**EXERCISE DESCRIPTION**: Return, word for word, the lines in the records below, starting with the line that contains "Reviewer note: see that each instance of the red" and continuing through the end of the records.

## BEGIN

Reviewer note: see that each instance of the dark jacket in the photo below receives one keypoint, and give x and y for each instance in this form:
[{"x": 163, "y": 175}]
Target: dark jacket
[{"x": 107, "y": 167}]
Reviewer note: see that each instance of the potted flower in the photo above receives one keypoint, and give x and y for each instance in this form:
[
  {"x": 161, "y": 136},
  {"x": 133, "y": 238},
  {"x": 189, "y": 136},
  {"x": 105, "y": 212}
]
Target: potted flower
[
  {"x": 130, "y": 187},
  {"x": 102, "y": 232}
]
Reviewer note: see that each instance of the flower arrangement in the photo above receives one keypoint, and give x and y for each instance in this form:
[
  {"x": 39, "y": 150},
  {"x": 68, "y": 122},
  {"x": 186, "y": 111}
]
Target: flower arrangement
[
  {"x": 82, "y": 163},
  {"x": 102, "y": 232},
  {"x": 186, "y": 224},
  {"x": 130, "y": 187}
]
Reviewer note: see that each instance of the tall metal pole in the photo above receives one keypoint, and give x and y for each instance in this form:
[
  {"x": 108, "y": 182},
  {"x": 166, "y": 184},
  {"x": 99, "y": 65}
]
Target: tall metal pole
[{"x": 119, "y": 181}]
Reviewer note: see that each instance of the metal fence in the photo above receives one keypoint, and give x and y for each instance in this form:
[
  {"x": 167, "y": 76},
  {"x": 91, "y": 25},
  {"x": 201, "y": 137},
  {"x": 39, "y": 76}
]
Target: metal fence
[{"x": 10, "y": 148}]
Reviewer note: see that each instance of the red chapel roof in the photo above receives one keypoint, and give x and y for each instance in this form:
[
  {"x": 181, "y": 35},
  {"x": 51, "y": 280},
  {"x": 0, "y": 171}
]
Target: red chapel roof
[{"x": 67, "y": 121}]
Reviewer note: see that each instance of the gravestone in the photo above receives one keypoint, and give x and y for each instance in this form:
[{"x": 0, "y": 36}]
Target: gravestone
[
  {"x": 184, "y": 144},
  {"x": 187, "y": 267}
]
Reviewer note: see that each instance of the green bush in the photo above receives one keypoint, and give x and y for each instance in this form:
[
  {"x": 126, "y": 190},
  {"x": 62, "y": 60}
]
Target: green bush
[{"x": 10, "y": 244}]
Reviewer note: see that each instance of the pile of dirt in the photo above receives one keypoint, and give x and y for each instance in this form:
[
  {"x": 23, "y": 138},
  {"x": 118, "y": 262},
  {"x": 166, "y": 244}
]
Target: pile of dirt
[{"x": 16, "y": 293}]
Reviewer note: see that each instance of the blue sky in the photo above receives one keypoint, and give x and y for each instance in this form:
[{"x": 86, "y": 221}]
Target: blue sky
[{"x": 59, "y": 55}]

## END

**EXERCISE RESPONSE**:
Reviewer note: see that each instance of the red chapel roof in the photo above receives one keypoint, and give x and y for each instance in this form:
[
  {"x": 181, "y": 35},
  {"x": 51, "y": 280},
  {"x": 0, "y": 171}
]
Target: red chapel roof
[{"x": 67, "y": 121}]
Reviewer note: see that each instance of the gravestone in the photo above receives one keypoint, and give x and y for each instance in this form:
[{"x": 0, "y": 36}]
Target: gravestone
[
  {"x": 184, "y": 144},
  {"x": 187, "y": 267}
]
Reviewer note: see that each instance of the green bush in the photo above receives one keypoint, and give x and y for each instance in this form:
[
  {"x": 126, "y": 190},
  {"x": 62, "y": 60}
]
Target: green bush
[{"x": 10, "y": 244}]
Reviewer note: see that each instance of the pile of dirt in the photo above receives one keypoint, and give x and y for each instance in this form:
[
  {"x": 23, "y": 138},
  {"x": 118, "y": 262},
  {"x": 166, "y": 244}
]
Target: pile of dirt
[{"x": 16, "y": 293}]
Reviewer note: see that each instance of the blue sky in the photo above receives one keypoint, and give x and y for each instance in this form:
[{"x": 86, "y": 221}]
Target: blue sky
[{"x": 59, "y": 55}]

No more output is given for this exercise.